:: ASSIGNMENT ::
List the lines of this listing that hold the word "target".

:: RECORDS SHOWN ::
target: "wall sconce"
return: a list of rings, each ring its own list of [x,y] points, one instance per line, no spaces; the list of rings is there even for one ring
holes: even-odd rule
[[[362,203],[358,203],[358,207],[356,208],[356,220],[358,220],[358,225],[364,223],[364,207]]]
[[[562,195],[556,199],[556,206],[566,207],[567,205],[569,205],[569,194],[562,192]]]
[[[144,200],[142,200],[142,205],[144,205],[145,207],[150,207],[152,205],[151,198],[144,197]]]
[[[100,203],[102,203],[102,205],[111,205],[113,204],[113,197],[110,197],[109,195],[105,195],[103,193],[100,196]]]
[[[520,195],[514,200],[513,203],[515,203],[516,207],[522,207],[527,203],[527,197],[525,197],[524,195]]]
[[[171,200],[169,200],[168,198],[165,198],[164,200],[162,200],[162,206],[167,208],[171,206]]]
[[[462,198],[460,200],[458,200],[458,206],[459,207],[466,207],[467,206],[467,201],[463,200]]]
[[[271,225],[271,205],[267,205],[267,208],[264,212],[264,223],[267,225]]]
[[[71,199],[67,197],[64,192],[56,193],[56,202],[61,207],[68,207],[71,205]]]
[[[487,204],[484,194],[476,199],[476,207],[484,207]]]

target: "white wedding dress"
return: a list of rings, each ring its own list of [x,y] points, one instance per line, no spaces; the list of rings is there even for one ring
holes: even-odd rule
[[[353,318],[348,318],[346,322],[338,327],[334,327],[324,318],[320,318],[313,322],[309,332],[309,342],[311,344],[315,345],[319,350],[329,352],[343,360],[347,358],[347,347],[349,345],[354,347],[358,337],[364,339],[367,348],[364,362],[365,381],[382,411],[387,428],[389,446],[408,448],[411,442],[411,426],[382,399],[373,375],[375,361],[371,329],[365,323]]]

:: SOLUTION TO THIS EXERCISE ::
target: "wall sconce"
target: "white wedding dress"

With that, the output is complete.